**Exercise goal:** Please copy exactly the lines that begin with the one containing "In this picture, where can the vine" and end with the last line of the entries.
===============
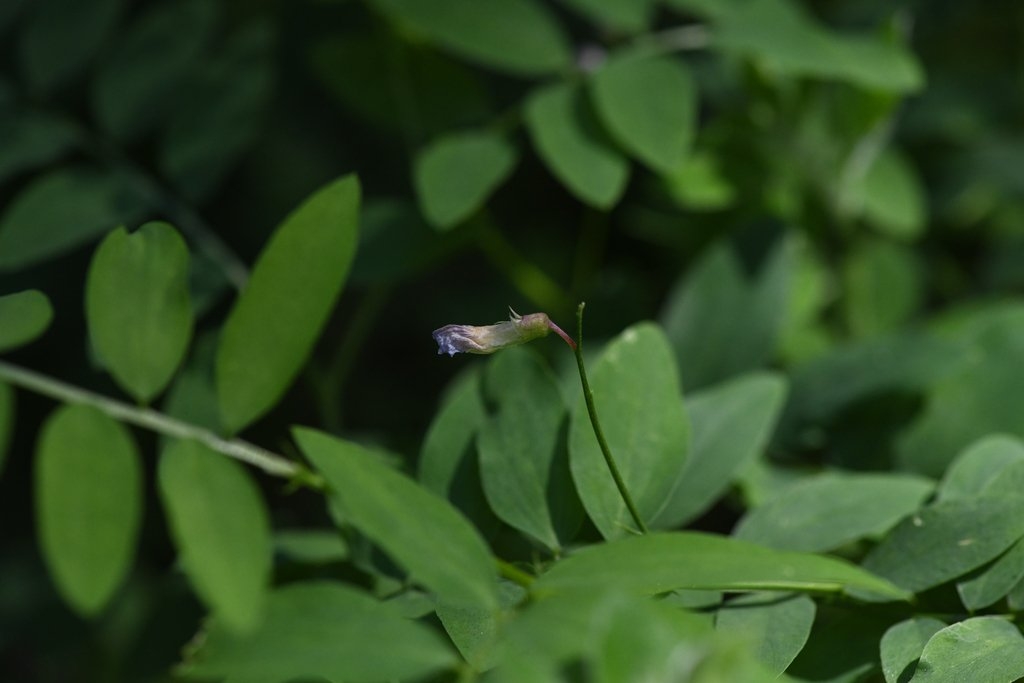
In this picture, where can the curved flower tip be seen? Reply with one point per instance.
(517, 330)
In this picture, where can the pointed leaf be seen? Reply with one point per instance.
(573, 145)
(24, 316)
(294, 285)
(520, 37)
(407, 520)
(986, 649)
(774, 628)
(825, 511)
(523, 463)
(644, 422)
(947, 540)
(648, 103)
(731, 423)
(88, 504)
(456, 174)
(137, 307)
(219, 524)
(323, 630)
(663, 561)
(902, 644)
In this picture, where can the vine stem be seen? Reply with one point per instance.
(146, 418)
(609, 460)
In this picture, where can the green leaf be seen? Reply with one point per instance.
===============
**Response to this exercise:**
In this picture, where can the vine stem be seen? Reply with one point per instance.
(146, 418)
(609, 460)
In this picture, where can the green leaf be seen? Reply with one point per instance.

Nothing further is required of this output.